Task list:
1/ Using the bakery article below, decide whether each statement agrees with it. For each, answer yes or no and quote the words of the article that settle it.
(a) Tim and Pat Foley met while studying at the California Culinary Academy in San Francisco.
(b) After two years, the Foleys moved the bakery to a high-traffic commercial area.
(c) When the Foleys bought it, the bakery had 20 employees.
2/ According to the bakery article below, how large was the bakery before the Foleys enlarged it, and how large was it afterward?
3/ Render this sentence from the bakery article below in Spanish: "He became a charter member of the Bread Bakers Guild of America."

Extracted text:
========
Modern Baking's 2012 Retail Bakery of the Year is Bit of Swiss, a retail and specialty wholesale bakery in southwestern Michigan that has seen sales growth every year since it opened in 1987.
If ever a retail bakery owner embraced the adage “to make money, you have to spend money,” that baker is Tim Foley, who with his wife, Pat, owns Bit of Swiss Bakery, a retail and specialty wholesale operation in southwestern Michigan.
Since acquiring Bit of Swiss in 1987, the Foleys have invested capital well into the six figures to expand and remodel facilities, open a second location in a Martin’s Super Market (see story on page 42), purchase new equipment, buy high-quality ingredients, pursue marketing and promotion projects, and hire, train and retain highly skilled staff. As important as investing funds, so, too, is the Foleys’ commitment to invest time and energy into their community and the baking industry.
Combined, their efforts have contributed to retail sales growing 10 to 14 percent year to year for the last five years and total sales rising annually for the last 25 years.
For all of these reasons, Modern Baking selected Bit of Swiss Bakery as its 2012 Retail Bakery of the Year.
Baking actually is a second career for the Foleys. Tim and Pat met while studying at the California Culinary Academy in San Francisco. They moved to Chicago where they worked in high-end restaurants. While in Chicago, the couple visited Pat’s family in the Stevensville area and learned that the bakery’s owner/founder was planning to retire. At that time, the bakery had 10 employees, a 12-pan revolving tray oven and was closed January through March–the area is popular spring through fall with vacationers from Chicago and Detroit.
The founder opened the bakery in 1967 and developed a small, yet loyal, customer base, having earned a reputation for offering high-quality bakery foods. “We believed the business had good growth potential,” Tim says. In 1987, after about five months of informal discussions, the Foleys purchased the business and property.
The Foleys also believed that they could continue to operate the bakery nine months a year and “have lives something like teachers.” They quickly recognized that would not work. “It would be impossible to grow the business and each year replace and train employees who didn’t return after being laid off for three months. Plus, we feel a responsibility for the people who work for us to provide a stable, professional work environment,” Tim explains.
The first order of business was to build the wholesale business to support the bakery, especially from late autumn through late spring. Bread would be crucial, he says. From the beginning, Tim wanted to introduce high-quality bread products. He became a charter member of the Bread Bakers Guild of America.
“A trip to France with Guild members opened my eyes to what really good bread can do for a bakery,” Tim says. After he returned, he visited several of the members’ bakeries and immersed himself in learning more about bread baking, which included experimenting with artisan procedures. Meanwhile, wholesale volume of bread and breakfast pastries climbed steadily, eventually straining production capacity.
After two years, “we had to make a decision,” Pat recalls: Remain where the bakery was off the beaten path within what later became an upscale residential community or relocate to a high-traffic commercial area. They chose to stay. “We believed we would succeed–people would come–if we offered high-quality products made with the best ingredients and if we were innovative with new products,” she says.
The decision made, the Foleys increased the bakery’s size, building a larger shell around much of the existing structure and increasing the size to 3,200 sq. ft. from 1,300 sq. ft. “The decision was the correct one,” Pat says. “People go out of their way for top-quality products that they cannot buy anywhere else.”
========
Dataset rows:
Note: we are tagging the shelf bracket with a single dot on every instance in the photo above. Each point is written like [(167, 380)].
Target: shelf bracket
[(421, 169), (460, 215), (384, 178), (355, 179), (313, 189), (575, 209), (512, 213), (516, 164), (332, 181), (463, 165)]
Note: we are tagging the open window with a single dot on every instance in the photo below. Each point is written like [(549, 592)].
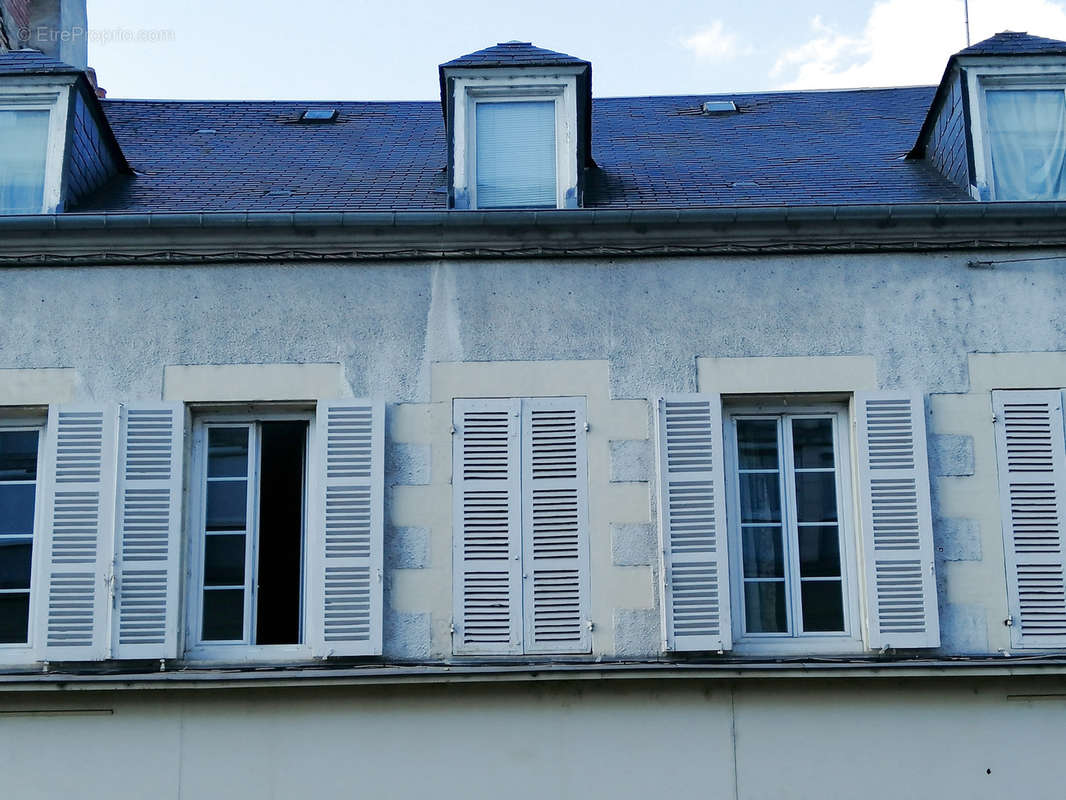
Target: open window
[(249, 541)]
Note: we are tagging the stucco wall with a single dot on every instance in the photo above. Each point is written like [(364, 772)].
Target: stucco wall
[(603, 739), (914, 318)]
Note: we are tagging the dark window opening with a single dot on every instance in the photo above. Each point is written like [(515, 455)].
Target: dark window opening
[(280, 532)]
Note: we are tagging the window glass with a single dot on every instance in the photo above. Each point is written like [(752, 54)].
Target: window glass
[(23, 141), (516, 154), (18, 493), (1027, 137), (786, 481), (252, 566)]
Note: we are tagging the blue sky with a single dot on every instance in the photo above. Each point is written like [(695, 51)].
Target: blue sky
[(353, 49)]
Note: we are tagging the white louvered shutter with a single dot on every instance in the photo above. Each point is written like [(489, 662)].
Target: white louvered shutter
[(692, 524), (78, 534), (1031, 452), (897, 521), (345, 547), (555, 526), (487, 523), (148, 533)]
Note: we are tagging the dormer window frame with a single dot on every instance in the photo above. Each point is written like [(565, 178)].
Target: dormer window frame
[(981, 78), (553, 84), (55, 100)]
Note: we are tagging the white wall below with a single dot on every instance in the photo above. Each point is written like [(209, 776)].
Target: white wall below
[(619, 739)]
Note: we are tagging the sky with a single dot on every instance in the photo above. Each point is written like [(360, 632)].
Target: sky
[(358, 50)]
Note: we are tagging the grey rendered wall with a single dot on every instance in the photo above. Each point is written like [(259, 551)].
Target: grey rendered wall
[(918, 316)]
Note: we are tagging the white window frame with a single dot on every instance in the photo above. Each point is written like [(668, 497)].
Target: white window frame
[(196, 649), (543, 84), (55, 102), (22, 652), (795, 642), (982, 78)]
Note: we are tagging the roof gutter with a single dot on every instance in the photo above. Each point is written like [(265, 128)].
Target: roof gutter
[(84, 239)]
========
Task-by-task results:
1/
(a) Yes: "Tim and Pat met while studying at the California Culinary Academy in San Francisco."
(b) No: "They chose to stay."
(c) No: "At that time, the bakery had 10 employees"

2/ It grew from 1,300 sq. ft. to 3,200 sq. ft.

3/ Se convirtió en miembro fundador del Bread Bakers Guild of America.